Text shown
══════

# Anuew PGR vs Poa



## gm560 (Feb 22, 2018)

Starting a thread on Anuew PGR vs Poa since I have seen interest speckled around the forum, mostly due to a a few videos posted by Paul's Prime Cuts.

https://www.youtube.com/watch?v=Onz2QceKhas

I have been getting hit hard with poa this year so bought some Anuew PGR. I will be documenting results here and in my journal.


----------



## Bug pumper (Jul 2, 2018)

Subscribed.


----------



## Scagfreedom48z+ (Oct 6, 2018)

gm560 said:


> Starting a thread on Anuew PGR vs Poa since I have seen interest speckled around the forum, mostly due to a a few videos posted by Paul's Prime Cuts.
> 
> 
> 
> ...


I'll be following. What's the difference between Anuew vs TNEX for example?


----------



## ScottieBones (Apr 2, 2020)

Good call on the new thread.


----------



## gm560 (Feb 22, 2018)

Scagfreedom48z+ said:


> I'll be following. What's the difference between Anuew vs TNEX for example?


To be clear the label says nothing about controlling poa with it. They are both PGR so I think very similar on desirable grasses. The theory Paul mentions in his videos, and I have seen mentioned by the manufacturer, is based on the fact that label rate for poa A greens is significantly lower than TTTF or KBG. So when applied to a KBG lawn that is infested with Poa A, the weed gets over regulated which gives the KBG an advantage or even harms the poa A. It sounds like people have seen similar results with poa t.

As a PGR, it seems to be well reviewed. I would be applying PGR anyway, so if it can help knock back the weedy grasses in spring, I'll be a happy camper. If it kills some, than even better. We shall see.


----------



## davegravy (Jul 25, 2019)

gm560 said:


> Scagfreedom48z+ said:
> 
> 
> > I'll be following. What's the difference between Anuew vs TNEX for example?
> ...


Even if it doesn't kill it but just reduces the amount of seed heads generated, that means fewer new plants next year, right?

══════

Point labeling dataset excerpts:
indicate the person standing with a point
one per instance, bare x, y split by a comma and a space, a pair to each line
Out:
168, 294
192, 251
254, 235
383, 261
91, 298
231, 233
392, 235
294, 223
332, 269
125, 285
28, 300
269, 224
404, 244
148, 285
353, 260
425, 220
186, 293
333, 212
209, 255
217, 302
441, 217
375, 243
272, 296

══════

Task list
1. Retype the passage of the Anuew PGR vs Poa thread between "As a PGR, it" and "(Jul 25, 2019)", inclusive.
2. Answer these questions from the Anuew PGR vs Poa thread:
(a) What did gm560 buy after getting hit hard with poa?
(b) Which product does Scagfreedom48z+ ask to have compared with Anuew?
(c) According to gm560, the label rate for poa A greens is significantly lower than for which grasses?
The listing has no role in any of this.

Answer set
1.
As a PGR, it seems to be well reviewed. I would be applying PGR anyway, so if it can help knock back the weedy grasses in spring, I'll be a happy camper. If it kills some, than even better. We shall see.


----------



## davegravy (Jul 25, 2019)

2.
(a) Anuew PGR
(b) TNEX
(c) TTTF or KBG